Article
┏━━

The dedication of Stella was visited by “Phineas Schweitzer,” fictional nephew of the man the basin is named for. Schweitzer wasn’t his name but a moniker stuck on him by neighbors. He was a Swiss recluse living near the basin who paid too much attention to Ella Mae Farmin, one of Sandpoint’s founding mothers. For this and his propensity for roasting cats, he spent his last days in an asylum.

Schweitzer Redux

Between the installation of Chair 1 and the present, Schweitzer has reinvented itself several times. It began as a community-owned resort, after kids saved quarters, dimes and nickels to buy a single $10 share. Then, in 1983, Jim Brown and Pack River Management Company bought all outstanding stock at $15 a share. Pack River had been loaning money to Schweitzer for all of its existence and used that debt, plus ownership of more than 50 percent of the ski area’s land base, as leverage to acquire the resort.

Brandon Moon has skied Schweitzer since 1972 and worked as a patroller for 10 years. He thinks one important event at Schweitzer was the purchase of real groomers by Pack River. “Wayne Parenteau built two homemade ‘groomers’ that towed behind Thiokols,” he said. “One was a piece of corrugated culvert – for creating ‘corduroy’ – and the other was a ‘deep powder groomer,’ a tube made of expanded metal that produced spectacular ‘chicken heads.’ ”

Under the Browns, the heady 1990-91 season began a 10-year expansion plan with a detachable Yan quad, the 80-room Green Gables Hotel and massive Headquarters day-lodge. (The original Groesbeck-designed lodge was so well put together, they had to burn it rather than tear it down.) The focus was on building a destination resort, with an eye toward real estate development.

The best-laid plans …

Jim Brown died in 1989, just as the 10-year plan was going into action. Development depended on real estate sales that didn’t come about. In 1995, a disaster at Whistler bankrupted the company that built Yan lifts and demanded the rebuild of Schweitzer’s Great Escape Quad. Exit several million dollars. This seemed like the final straw.

By 1997, Schweitzer was in Chapter 11 bankruptcy. New Year’s Eve 1998, Harbor Properties, a Seattle firm with ski areas in Washington state, purchased the assets.

Harbor installed Stella in the 2000-01 season and the Idyle Our T-bar in 2005 – opening hundreds of new acres to lift-assisted skiing – and created extensive new glade skiing, earning the resort high marks in several national publications. In 2006, though, it relinquished its interest in Schweitzer to the McCaw family trust, which hired Chasse and launched the current era at Schweitzer.

┗━━

Required work
1 - In the Schweitzer history passage, when did Harbor Properties buy the resort's assets?
2 - Pick up the Schweitzer history after its final sentence and keep writing.

Material provided
┏━━

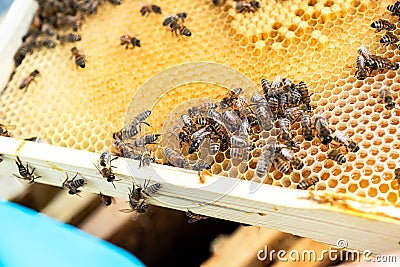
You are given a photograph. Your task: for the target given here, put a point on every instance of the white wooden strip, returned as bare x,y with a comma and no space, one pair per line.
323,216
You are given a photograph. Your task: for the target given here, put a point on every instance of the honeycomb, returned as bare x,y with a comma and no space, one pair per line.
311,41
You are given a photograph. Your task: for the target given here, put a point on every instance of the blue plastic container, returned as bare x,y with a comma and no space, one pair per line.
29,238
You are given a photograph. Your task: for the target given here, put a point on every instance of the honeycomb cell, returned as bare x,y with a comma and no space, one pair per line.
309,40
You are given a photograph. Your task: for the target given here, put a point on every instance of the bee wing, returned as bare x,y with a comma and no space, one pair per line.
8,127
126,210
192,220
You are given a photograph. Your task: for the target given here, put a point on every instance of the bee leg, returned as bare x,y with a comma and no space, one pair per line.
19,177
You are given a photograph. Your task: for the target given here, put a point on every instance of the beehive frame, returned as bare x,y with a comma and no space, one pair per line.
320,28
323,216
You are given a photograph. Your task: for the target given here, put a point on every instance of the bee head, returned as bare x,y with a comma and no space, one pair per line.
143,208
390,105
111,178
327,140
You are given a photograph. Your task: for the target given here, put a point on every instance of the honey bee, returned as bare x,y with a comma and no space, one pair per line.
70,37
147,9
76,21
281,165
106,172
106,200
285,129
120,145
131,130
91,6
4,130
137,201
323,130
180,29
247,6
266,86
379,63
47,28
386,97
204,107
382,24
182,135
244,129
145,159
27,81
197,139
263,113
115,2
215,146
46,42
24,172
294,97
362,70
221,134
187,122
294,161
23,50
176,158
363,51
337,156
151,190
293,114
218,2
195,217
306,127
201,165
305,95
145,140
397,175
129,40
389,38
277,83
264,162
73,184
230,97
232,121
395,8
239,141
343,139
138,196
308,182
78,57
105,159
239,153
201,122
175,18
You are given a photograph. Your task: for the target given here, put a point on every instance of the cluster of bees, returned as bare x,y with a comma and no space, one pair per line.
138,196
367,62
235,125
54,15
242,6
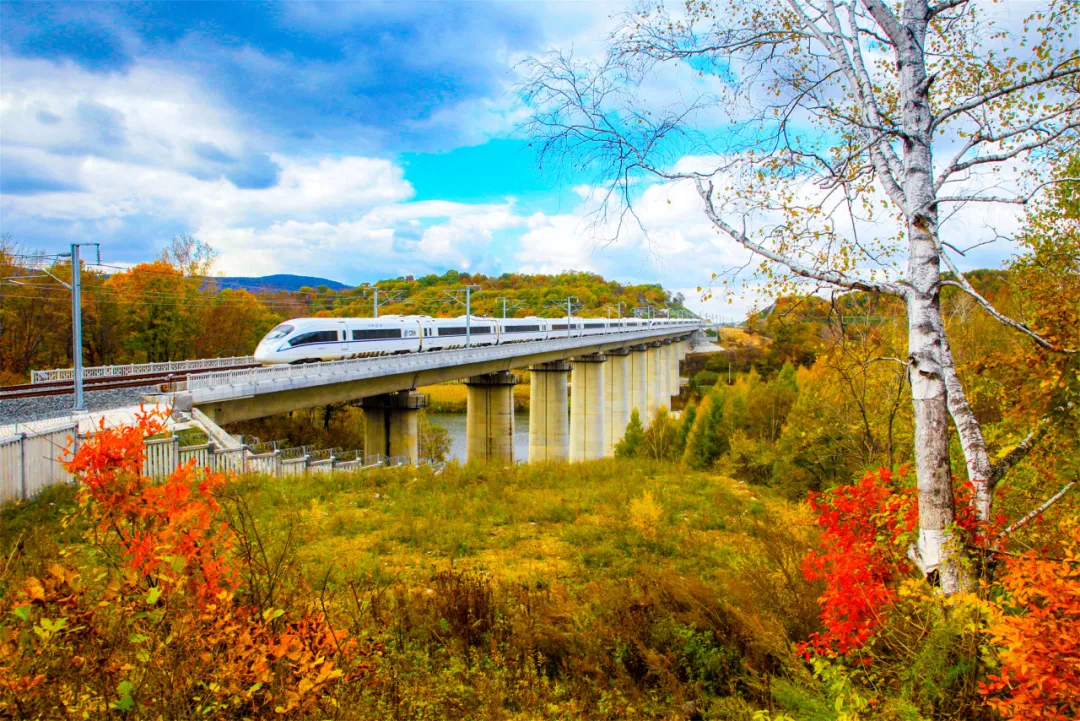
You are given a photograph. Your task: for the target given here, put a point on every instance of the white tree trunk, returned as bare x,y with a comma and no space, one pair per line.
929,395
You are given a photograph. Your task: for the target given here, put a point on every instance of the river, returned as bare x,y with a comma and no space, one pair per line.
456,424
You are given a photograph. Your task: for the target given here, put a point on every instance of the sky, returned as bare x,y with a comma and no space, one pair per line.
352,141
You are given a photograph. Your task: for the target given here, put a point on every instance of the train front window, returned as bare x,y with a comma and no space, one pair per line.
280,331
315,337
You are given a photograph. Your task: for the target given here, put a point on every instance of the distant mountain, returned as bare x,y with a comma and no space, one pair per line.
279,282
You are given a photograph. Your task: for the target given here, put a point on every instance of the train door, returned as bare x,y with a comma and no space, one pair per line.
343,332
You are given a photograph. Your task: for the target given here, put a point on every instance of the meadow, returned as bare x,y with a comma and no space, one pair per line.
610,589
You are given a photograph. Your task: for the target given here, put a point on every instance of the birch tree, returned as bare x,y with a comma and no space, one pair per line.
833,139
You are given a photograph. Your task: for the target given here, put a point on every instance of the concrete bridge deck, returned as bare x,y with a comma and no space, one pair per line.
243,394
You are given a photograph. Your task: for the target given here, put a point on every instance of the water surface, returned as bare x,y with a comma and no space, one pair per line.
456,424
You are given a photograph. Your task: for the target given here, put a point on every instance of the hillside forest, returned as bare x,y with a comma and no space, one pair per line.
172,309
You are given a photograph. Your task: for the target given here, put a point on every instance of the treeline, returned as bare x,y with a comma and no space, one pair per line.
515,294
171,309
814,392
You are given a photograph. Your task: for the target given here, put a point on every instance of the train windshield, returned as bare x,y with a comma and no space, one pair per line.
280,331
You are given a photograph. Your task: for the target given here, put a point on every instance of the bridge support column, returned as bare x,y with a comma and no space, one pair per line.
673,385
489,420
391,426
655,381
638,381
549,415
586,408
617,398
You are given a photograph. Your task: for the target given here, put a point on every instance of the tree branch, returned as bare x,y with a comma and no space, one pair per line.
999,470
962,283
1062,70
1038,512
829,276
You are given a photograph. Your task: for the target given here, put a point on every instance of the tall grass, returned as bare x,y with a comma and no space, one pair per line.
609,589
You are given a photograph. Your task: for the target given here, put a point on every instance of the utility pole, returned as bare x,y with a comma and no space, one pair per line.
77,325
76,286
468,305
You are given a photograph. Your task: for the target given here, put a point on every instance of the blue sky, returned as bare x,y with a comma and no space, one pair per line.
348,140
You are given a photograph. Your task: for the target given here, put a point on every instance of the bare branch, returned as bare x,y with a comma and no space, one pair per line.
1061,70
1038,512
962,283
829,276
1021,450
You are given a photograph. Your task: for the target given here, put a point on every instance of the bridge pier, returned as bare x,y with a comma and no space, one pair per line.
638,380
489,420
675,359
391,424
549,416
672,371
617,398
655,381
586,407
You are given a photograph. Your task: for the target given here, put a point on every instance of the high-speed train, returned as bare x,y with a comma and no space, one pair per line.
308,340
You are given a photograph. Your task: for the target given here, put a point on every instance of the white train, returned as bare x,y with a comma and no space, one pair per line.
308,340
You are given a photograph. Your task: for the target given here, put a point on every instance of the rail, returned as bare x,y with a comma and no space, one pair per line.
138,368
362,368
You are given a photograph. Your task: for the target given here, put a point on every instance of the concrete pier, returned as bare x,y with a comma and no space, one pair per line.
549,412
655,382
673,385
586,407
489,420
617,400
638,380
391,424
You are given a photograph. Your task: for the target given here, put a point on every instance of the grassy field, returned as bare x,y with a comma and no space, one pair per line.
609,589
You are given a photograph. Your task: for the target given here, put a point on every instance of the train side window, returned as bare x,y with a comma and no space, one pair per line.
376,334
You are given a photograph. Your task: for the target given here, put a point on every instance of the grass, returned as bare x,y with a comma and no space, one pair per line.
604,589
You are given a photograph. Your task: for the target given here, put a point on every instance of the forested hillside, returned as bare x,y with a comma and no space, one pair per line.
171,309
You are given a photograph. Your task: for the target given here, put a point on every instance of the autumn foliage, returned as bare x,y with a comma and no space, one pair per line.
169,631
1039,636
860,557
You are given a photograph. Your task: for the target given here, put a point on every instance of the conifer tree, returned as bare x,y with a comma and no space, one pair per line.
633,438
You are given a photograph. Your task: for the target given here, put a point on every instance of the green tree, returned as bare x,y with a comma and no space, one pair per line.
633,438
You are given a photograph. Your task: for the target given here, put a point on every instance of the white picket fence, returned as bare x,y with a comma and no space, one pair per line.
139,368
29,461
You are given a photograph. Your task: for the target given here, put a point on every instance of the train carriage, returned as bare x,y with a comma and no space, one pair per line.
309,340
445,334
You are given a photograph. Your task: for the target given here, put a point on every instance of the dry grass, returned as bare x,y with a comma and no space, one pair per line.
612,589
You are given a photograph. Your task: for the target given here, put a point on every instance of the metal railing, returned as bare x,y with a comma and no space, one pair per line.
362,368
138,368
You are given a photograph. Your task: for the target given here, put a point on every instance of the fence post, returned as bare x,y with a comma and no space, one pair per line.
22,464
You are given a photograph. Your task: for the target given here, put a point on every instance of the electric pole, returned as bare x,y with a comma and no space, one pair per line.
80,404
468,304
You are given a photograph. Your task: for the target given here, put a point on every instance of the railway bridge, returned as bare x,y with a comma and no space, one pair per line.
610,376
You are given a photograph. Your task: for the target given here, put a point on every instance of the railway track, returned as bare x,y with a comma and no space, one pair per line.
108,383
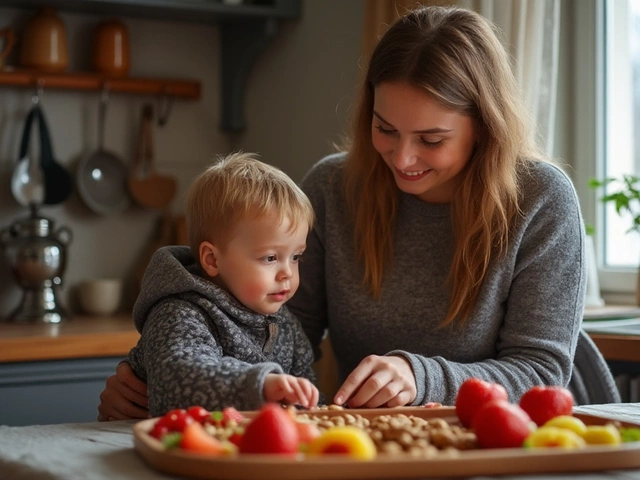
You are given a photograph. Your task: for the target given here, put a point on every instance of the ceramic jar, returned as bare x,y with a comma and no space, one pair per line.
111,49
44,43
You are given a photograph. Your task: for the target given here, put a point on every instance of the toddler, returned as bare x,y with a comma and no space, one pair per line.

┗━━

Solved problems
1 - New Year's Eve 1998.

2 -
Tom Chasse loves his job, and Schweitzer benefits from that relationship. On any given Sunday, you might find him helping in the “corral” that defines the ticket line. What does he think is the biggest change implemented at Schweitzer since he arrived? He laughed and said, “We try to underpromise and overdeliver.”
Schweitzer in the McCaw era has also introduced high-angle grooming, more extensive pre-opening Ski Patrol work and functional snow-making – something that fell off the table during the 10-year plan. And there are the “little things.”

“One of the most important things recently,” Moon said, “is all that’s been done that nobody sees, the infrastructure that sometimes got ignored in the past.”
Hall and Thompson, who both opened December 1963 by falling down Midway, are still in a relationship with that same topography. “I bought new skis this year,” Hall said, “and I took a lesson.” After skiing all over the world, he thought it was time to get out of that feet-together style he learned in 1963 from the Canadian Ski Team.

Thompson returned to Schweitzer in 1989 after working 25 years at other resorts. “I’ll never quit,” he said. He loves the sport and he loves the place where he learned.
“The biggest historical event I’ve seen at Schweitzer – and the hardest – was the bankruptcy, what it did to the Brown family and what it did to the community,” Thompson said.

But his relationship has survived and so has the community’s and that of thousands of others who love Schweitzer and learn more about its terrain with each visit, each ride to the top of a mountain, and each glide – or stutter step – back to the bottom. It’s still about the same thing, that personal relationship with topography, and also still about what Dann Hall said of that day in December of 1963: “the biggest thing to ever happen to quality of life in Sandpoint.”


The Future

What could the next 20 years hold for Schweitzer?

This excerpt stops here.